(Segmentation mask data)
=== Begin Enclosure ===
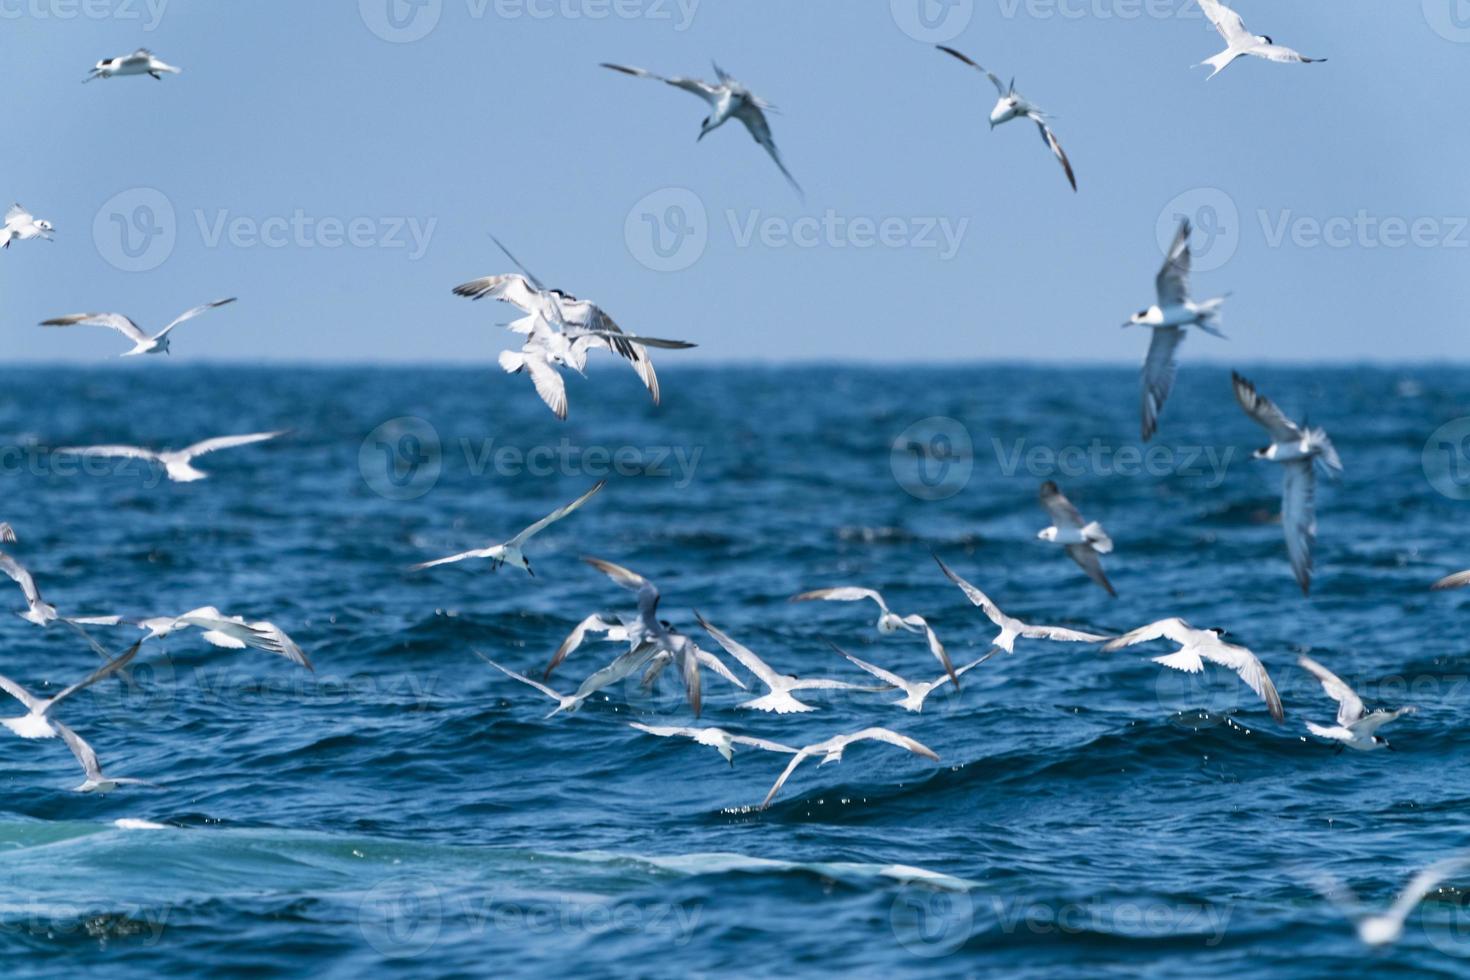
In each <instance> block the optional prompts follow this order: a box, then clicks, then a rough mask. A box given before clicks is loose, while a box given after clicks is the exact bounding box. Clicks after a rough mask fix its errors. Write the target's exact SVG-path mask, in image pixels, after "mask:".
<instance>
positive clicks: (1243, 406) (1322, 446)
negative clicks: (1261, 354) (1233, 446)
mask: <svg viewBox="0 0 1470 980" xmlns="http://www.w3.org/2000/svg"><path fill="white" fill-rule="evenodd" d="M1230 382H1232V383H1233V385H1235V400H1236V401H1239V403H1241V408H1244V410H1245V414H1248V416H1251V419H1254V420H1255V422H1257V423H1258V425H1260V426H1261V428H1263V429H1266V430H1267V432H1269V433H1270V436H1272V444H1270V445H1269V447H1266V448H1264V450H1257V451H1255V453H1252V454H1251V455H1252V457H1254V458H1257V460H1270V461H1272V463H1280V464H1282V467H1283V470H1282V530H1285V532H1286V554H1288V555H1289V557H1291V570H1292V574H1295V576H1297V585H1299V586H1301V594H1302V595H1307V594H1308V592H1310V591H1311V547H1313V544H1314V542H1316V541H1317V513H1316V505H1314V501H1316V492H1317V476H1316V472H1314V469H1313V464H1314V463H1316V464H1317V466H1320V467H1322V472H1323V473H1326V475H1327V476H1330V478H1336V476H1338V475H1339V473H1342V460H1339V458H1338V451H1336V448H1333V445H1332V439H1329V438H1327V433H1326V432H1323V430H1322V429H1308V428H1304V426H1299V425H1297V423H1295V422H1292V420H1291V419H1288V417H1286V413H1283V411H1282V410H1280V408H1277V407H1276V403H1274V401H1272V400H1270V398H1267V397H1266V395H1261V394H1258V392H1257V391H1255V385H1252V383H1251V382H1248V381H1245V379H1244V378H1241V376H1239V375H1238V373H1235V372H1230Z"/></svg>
=== End Enclosure ===
=== Begin Enclosure ===
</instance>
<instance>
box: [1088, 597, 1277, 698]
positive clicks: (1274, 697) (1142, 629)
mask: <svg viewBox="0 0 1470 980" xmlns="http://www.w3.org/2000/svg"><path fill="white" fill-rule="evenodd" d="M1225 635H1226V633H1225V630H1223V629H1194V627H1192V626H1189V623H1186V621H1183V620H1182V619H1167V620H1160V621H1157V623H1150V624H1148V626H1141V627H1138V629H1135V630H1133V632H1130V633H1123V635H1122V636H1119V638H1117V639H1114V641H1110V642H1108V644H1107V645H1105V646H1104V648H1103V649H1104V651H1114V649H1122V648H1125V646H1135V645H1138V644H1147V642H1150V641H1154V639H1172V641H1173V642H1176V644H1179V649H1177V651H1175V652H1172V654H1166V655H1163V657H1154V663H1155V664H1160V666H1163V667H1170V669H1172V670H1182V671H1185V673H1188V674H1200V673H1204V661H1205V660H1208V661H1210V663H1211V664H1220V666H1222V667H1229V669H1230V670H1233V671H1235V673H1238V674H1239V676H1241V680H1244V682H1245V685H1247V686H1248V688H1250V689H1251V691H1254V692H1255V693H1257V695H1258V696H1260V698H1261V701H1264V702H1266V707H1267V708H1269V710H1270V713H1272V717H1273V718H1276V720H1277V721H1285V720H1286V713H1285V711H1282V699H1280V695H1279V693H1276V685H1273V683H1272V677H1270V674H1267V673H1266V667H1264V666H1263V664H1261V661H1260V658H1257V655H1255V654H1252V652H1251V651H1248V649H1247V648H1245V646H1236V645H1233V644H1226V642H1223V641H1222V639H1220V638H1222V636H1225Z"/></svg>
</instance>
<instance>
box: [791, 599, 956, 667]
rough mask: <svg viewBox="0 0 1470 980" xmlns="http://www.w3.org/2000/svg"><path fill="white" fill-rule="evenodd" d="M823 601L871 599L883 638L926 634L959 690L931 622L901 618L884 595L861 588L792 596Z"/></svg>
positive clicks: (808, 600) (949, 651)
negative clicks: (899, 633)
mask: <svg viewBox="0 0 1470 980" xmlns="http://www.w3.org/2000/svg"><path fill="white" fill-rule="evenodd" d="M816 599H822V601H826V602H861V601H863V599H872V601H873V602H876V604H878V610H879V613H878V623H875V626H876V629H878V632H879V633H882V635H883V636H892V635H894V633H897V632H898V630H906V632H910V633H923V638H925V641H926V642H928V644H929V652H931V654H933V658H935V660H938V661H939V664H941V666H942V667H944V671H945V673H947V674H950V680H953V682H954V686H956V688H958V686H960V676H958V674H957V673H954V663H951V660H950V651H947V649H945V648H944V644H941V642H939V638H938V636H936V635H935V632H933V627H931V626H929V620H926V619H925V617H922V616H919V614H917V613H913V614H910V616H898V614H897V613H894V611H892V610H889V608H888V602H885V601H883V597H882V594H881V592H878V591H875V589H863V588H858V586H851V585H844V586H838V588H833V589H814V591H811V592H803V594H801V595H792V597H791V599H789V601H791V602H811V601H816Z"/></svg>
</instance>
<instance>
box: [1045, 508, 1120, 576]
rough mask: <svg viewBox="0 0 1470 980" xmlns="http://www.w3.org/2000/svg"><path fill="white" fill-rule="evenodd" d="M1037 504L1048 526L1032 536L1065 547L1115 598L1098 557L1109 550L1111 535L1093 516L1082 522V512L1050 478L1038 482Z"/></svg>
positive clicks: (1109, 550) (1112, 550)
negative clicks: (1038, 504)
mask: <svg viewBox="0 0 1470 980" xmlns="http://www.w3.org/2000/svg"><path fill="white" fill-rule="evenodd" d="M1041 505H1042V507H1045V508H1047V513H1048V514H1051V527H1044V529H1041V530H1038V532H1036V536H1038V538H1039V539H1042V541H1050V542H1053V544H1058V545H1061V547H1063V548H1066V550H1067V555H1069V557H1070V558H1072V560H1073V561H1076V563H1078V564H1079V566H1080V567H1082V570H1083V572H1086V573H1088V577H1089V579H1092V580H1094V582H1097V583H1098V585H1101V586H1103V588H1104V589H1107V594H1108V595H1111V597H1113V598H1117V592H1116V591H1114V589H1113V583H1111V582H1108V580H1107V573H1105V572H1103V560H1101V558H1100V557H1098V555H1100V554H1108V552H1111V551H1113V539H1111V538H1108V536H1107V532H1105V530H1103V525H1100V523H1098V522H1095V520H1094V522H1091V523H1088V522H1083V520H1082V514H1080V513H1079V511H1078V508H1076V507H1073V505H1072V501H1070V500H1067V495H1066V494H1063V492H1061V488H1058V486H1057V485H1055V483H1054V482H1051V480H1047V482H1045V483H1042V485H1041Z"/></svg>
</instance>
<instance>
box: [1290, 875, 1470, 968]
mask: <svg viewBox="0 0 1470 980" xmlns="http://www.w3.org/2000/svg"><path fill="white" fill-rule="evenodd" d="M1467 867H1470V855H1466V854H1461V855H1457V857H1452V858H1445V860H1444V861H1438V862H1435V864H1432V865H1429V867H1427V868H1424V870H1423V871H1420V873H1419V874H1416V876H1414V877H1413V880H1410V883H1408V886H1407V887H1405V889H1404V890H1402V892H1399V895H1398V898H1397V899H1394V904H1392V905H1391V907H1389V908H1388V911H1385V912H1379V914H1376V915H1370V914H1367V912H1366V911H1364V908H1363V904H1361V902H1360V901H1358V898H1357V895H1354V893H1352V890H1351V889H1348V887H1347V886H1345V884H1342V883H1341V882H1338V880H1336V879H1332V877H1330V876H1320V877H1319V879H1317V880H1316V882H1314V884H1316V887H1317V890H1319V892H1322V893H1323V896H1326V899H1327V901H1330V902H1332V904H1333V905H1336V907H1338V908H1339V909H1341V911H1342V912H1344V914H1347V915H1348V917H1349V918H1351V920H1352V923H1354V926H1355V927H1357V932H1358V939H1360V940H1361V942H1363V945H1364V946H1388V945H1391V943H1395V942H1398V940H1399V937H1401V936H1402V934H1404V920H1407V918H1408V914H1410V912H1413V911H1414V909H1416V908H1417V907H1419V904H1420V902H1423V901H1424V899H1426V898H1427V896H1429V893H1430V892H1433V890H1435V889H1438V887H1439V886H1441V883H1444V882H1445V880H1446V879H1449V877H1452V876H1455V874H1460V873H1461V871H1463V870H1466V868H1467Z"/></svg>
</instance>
=== End Enclosure ===
- _Work order_
Please tally every line of the entries that holds "rough" and answer with that figure alone.

- _Result of this exercise_
3